==== DATA FOR ANALYSIS ====

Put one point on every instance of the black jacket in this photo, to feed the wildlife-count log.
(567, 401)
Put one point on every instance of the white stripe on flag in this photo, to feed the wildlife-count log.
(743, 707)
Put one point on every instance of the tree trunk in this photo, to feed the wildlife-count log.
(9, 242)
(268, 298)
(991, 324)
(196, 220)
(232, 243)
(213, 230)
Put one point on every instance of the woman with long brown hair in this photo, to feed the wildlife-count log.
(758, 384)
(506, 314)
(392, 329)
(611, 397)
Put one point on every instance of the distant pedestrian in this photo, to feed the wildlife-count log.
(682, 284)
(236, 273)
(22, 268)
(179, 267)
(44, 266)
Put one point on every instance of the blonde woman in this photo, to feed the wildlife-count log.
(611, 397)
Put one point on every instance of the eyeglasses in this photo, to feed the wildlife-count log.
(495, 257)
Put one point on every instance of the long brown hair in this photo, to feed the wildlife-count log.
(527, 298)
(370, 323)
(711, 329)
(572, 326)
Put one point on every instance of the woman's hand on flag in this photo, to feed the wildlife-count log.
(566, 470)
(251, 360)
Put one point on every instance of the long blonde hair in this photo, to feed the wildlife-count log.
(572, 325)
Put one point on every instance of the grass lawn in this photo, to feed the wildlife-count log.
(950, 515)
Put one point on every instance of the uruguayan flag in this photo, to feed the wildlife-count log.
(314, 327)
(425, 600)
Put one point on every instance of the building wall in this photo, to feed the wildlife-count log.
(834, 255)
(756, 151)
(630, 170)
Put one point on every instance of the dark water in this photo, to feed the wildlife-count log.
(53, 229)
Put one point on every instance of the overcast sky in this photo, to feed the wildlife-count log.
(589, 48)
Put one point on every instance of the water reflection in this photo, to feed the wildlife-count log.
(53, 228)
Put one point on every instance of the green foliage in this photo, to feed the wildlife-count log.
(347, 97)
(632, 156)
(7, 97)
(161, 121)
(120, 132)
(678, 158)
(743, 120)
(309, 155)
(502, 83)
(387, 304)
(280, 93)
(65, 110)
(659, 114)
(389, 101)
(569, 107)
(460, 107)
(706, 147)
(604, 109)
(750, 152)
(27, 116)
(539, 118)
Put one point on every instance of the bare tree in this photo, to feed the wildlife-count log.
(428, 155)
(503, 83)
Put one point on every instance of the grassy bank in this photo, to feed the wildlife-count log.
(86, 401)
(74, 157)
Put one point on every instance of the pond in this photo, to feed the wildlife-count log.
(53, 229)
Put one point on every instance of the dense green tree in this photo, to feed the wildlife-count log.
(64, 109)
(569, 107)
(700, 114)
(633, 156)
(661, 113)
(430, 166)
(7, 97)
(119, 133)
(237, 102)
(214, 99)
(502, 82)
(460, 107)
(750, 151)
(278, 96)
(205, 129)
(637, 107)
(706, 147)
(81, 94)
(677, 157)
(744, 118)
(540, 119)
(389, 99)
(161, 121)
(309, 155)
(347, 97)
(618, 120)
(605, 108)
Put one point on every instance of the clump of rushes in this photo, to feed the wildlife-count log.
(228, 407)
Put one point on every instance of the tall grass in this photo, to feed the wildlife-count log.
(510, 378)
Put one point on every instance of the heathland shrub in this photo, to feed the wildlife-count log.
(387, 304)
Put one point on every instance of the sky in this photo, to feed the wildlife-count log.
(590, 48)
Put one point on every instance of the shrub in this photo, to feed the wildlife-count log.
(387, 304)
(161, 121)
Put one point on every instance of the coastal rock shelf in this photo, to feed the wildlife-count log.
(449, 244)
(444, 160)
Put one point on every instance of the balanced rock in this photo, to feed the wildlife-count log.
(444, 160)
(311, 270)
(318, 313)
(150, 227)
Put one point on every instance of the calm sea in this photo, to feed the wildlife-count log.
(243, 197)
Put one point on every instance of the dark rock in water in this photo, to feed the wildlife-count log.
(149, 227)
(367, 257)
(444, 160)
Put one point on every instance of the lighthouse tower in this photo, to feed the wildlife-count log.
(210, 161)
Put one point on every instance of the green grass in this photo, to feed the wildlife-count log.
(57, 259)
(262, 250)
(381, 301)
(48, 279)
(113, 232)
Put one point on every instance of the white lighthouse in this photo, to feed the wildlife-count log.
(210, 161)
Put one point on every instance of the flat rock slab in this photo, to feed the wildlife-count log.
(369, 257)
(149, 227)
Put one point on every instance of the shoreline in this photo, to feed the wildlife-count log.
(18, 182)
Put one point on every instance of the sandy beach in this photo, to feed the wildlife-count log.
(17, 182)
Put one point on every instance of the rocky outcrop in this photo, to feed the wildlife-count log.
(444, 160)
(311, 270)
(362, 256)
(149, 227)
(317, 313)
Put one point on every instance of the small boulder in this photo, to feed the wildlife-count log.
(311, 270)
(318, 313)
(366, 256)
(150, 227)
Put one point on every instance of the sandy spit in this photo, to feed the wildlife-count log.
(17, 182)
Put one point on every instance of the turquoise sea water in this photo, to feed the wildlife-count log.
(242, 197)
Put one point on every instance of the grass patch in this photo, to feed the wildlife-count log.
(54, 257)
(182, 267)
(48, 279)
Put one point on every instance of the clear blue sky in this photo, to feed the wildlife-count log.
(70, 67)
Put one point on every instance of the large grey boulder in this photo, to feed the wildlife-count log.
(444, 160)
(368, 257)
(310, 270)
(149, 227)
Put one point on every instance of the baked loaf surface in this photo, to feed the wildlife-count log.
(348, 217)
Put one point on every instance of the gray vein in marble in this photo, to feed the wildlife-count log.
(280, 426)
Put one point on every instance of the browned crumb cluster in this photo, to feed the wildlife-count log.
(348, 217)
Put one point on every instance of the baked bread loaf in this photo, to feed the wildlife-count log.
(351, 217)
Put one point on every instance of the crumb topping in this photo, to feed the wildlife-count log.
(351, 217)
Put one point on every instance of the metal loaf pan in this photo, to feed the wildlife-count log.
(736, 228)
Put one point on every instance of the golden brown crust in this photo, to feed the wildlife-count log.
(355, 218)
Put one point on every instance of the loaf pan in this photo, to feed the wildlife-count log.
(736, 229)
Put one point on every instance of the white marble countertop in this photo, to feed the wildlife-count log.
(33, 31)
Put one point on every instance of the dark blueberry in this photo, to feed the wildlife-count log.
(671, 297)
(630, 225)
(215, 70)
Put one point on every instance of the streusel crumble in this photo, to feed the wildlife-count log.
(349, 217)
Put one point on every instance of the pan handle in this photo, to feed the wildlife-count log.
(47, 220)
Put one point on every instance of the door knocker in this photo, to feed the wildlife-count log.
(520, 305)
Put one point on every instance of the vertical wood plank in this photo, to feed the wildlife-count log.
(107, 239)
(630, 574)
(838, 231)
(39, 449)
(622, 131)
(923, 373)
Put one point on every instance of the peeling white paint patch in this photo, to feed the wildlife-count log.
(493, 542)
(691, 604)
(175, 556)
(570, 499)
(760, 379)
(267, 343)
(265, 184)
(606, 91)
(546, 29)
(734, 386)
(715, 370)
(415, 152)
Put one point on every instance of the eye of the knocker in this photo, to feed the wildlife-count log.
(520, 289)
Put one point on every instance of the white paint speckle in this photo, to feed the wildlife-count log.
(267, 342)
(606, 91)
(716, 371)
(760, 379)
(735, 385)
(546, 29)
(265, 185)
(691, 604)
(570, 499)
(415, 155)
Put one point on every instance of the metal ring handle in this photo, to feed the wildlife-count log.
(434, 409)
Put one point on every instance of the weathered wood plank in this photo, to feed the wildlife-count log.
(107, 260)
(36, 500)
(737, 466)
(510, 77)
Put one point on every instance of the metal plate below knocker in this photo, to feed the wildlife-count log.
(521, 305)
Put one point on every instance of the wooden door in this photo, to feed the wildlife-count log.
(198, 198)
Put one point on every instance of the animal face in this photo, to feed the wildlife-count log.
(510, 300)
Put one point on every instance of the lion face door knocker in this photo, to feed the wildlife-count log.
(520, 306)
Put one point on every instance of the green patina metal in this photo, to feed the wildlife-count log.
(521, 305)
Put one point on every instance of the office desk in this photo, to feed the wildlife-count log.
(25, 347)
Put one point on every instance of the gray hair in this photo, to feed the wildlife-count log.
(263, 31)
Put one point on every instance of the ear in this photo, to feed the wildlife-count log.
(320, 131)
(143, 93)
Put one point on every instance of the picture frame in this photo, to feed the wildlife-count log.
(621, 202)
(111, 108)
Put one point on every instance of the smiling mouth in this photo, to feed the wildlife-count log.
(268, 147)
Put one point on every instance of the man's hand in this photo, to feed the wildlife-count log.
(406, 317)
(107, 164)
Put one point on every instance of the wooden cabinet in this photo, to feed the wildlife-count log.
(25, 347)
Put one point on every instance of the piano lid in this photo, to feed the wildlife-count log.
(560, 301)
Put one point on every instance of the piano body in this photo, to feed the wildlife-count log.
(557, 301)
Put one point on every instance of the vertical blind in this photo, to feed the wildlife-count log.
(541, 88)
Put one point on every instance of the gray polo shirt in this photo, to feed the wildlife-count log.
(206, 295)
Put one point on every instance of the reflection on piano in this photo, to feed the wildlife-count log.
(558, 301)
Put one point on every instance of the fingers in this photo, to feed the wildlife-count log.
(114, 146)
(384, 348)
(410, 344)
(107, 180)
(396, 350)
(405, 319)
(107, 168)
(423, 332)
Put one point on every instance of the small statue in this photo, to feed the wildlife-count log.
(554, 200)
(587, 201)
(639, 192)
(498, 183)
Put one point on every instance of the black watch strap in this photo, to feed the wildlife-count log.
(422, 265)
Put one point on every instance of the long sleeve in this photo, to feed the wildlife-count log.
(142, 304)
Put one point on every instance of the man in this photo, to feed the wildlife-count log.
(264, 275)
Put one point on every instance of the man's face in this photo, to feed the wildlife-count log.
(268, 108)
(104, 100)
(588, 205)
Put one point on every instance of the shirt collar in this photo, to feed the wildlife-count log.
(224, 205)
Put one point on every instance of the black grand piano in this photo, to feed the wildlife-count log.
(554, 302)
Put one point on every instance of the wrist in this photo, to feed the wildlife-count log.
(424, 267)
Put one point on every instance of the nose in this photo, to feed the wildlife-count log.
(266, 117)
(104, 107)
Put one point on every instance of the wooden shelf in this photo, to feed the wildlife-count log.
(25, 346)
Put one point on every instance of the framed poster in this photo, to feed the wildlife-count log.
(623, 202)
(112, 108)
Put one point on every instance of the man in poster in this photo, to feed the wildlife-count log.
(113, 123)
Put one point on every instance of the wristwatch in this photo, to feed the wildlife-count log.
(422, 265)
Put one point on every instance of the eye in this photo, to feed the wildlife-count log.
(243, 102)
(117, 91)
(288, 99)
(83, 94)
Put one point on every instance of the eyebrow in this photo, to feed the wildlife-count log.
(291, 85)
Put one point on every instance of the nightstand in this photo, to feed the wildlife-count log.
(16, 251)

====

## ASSIGNED TASK:
Exact copies of the line with "Put one point on every instance of the eye in" and of every later line in the entries make up the whole answer.

## TASK OUTPUT:
Put one point on every instance of the eye in this photo, to feed the wildlife-count log.
(243, 102)
(117, 91)
(288, 99)
(83, 94)
Put one point on every instance of the eyebrow in this photo, to feed the wildlife-count log.
(291, 85)
Put one point on every instance of the nightstand in this photo, to feed the wildlife-count log.
(16, 251)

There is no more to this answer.